Funds lost from reducing VAT and business rates for sport and physical activity facilities will be gained back and exceeded by the social and health benefits associated with a more active society, including lower health spending, fewer people out of work due to physical or mental health issues, and higher wellbeing generally.

 

PE and School Sport

 

Funding for PE and school sport is too often made available only on a short-term basis, with decisions coming at the last moment, leaving schools and the wider school sport workforce uncertain as to the scale of provision they can offer and unable to plan for the long term. There is a lack of co-ordination at a national level. The approach from departments has been to invest in individual programmes and pilots, without a national strategy or national targets to join this up and drive accountability. Policy across health and education does not always align to promote physical activity. For example, in education policy PE is not a core subject. The lack of formal standardised assessment for core PE, and academic focus of school accountability measures over the last decade has contributed to a reduction in PE time on the curriculum. In health policy, the Tackling Obesity strategy rightly places a strong focus on food and nutrition but lacks sufficient acknowledgement of the important role of physical activity.

 

To solve this, funding for PE, school sport and physical activity should be aligned to an ambitious national strategy which joins up policy across government and improves accountability through measurable national targets to drive up activity levels, health and wellbeing across young people of all age groups. Funding should ensure support for both primary and secondary-aged children and be made available for continuing long-term investment into the Holiday Activities and Food (HAF) programme, expanding the reach and depth of the successful School Games programme, investing in teacher training to support provision of high-quality PE, sport and physical activity, targeting activity to improve physical activity participation in schools, particularly lower- income areas and those most affected by the pandemic, and renewing commitment to expanding Schools as Community Hubs programme. This can help get young people physically active from a young age, encouraging them to participate in grassroots sports and activities. As demonstrated, a more active society has a great ROI in many issue areas. Therefore, it is financially beneficial to encourage children to live an active life, involved in grassroots sports and activities.

 

Conclusion

 

The evidence presented here shows that Government action is necessary to increase grassroots participation in sport and physical activity. The upcoming Sporting Futures 2 paper needs to promote a greater recognition of the enormous potential of sport, recreation, and physical activity across Whitehall and for this to be connected explicitly to the delivery of key cross-Government priorities including levelling up, strengthening public services, economic growth, and net zero. This entails extending vision beyond upgrading football pitches and tennis courts and beyond changing individual behaviour. Additionally, the sector must be given the right tools and operating environment to succeed. This means recognising that this is a dynamic, interconnected economic sector which requires the same vision, investment, and policy reform as any other.

 

This must be part of a cross-Government strategy of working with the sector to improve activity levels and grassroots participation. This cannot be left just to DCMS, as the result of inactivity or a weak physical activity sector will be felt across many issue areas, including health, wellbeing, levelling-up, and education.

 

Finally, the long-term impact of large sporting events must include participation targets with proper consequences for failing to hit them. This can help codify physical activity goals into health policy and recognise the importance of grassroots participation. These measures will help ensure a healthier, happier society, with many opportunities for cost savings and large ROI potential.

_____

Retype the part of the passage on grassroots sport that runs from "Funds lost from" up to and including "higher wellbeing generally.".

DATA UNDER STUDY
_____

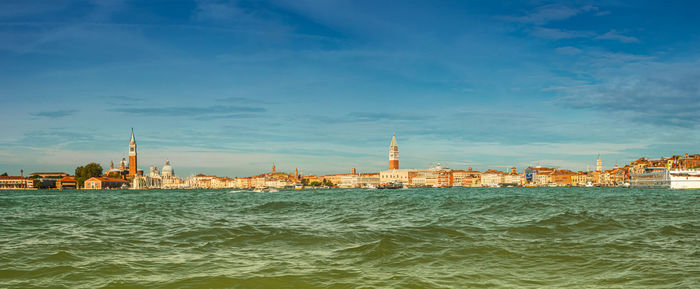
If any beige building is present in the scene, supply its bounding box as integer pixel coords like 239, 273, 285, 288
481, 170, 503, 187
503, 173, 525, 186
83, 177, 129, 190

_____

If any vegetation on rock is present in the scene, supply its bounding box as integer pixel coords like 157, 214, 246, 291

_____

ANSWER BOX
Funds lost from reducing VAT and business rates for sport and physical activity facilities will be gained back and exceeded by the social and health benefits associated with a more active society, including lower health spending, fewer people out of work due to physical or mental health issues, and higher wellbeing generally.